- Records from a dataset
┄┄┄┄┄┄

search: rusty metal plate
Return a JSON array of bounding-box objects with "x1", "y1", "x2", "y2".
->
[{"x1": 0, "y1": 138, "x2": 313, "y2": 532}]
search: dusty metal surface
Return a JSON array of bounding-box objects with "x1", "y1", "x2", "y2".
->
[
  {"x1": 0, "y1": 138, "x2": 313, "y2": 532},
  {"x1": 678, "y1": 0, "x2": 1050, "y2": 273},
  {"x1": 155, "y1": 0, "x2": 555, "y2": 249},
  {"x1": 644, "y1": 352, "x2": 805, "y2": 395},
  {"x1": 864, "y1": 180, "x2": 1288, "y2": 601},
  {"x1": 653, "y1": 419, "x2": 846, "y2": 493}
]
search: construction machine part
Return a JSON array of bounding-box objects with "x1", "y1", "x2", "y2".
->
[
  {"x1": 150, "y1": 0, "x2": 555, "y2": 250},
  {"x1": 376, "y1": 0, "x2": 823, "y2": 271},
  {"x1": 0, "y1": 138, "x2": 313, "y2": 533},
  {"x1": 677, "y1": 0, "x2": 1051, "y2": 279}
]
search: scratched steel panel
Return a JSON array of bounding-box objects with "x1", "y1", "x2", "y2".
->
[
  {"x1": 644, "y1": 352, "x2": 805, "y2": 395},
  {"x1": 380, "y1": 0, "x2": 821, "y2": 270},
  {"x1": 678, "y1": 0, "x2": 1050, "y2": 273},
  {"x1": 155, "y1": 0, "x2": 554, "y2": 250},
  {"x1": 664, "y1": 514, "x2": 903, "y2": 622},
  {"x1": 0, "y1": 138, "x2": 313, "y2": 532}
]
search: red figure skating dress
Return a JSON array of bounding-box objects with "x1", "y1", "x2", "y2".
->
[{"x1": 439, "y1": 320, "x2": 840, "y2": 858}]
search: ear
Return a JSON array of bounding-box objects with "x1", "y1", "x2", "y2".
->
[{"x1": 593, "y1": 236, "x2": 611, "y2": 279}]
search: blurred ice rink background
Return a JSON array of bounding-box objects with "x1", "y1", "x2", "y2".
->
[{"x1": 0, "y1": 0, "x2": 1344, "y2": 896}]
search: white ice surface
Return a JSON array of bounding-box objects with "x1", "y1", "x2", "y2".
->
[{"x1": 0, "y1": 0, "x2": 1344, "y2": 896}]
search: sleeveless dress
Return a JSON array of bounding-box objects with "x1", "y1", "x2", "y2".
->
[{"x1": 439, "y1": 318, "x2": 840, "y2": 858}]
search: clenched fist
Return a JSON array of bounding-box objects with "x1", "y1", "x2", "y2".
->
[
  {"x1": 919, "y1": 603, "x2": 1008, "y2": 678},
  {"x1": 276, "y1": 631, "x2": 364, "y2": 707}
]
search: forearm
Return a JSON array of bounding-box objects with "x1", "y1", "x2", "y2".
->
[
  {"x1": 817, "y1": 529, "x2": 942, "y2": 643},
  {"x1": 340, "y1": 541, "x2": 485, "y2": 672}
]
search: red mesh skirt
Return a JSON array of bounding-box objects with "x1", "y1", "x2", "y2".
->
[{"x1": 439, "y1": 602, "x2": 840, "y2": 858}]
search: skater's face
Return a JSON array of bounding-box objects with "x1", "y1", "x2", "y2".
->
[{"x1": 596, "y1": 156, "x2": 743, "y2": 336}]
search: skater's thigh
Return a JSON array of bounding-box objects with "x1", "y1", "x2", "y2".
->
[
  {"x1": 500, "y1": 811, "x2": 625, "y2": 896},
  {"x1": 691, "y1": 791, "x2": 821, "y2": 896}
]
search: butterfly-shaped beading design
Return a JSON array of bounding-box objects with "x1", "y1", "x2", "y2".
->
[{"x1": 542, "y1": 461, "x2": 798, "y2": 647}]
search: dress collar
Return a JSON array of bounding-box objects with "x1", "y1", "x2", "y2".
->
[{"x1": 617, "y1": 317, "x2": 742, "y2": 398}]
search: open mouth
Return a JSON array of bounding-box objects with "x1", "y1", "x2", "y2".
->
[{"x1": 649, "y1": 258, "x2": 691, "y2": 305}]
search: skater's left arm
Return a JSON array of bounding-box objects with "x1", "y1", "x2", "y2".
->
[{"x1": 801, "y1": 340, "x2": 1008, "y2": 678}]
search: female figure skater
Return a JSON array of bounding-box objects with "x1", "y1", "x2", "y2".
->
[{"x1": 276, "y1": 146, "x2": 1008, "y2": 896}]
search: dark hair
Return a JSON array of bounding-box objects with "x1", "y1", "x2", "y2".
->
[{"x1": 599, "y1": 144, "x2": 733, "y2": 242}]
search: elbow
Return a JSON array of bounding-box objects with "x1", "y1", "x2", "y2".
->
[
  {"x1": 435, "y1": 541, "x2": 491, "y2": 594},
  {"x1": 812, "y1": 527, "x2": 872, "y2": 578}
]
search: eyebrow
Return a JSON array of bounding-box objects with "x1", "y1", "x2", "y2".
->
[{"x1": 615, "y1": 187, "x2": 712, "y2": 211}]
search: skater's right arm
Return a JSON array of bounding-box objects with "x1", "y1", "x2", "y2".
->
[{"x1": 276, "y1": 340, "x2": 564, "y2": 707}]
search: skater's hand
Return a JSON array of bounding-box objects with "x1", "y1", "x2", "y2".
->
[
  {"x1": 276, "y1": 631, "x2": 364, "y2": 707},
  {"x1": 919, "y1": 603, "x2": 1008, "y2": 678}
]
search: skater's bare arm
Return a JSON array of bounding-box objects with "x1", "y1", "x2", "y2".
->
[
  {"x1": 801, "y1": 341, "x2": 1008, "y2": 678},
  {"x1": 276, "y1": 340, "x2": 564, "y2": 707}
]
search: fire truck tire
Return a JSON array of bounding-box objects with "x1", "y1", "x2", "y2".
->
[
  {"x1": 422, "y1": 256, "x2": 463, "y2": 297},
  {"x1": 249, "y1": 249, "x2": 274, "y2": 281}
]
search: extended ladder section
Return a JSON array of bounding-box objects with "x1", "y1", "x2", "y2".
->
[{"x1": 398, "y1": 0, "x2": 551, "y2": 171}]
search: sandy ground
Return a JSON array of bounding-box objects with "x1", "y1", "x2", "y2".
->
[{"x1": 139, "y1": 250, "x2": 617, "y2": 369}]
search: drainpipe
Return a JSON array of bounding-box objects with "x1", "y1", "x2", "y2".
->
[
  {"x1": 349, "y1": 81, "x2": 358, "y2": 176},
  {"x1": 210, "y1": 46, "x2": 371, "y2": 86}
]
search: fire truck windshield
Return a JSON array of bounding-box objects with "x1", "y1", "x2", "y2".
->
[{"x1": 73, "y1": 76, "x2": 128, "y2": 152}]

┄┄┄┄┄┄

- Exercise requirements
Copy each line of the material above that contains the word "figure", matching case exactly.

- Answer to this problem
search: red figure skating dress
search: female figure skater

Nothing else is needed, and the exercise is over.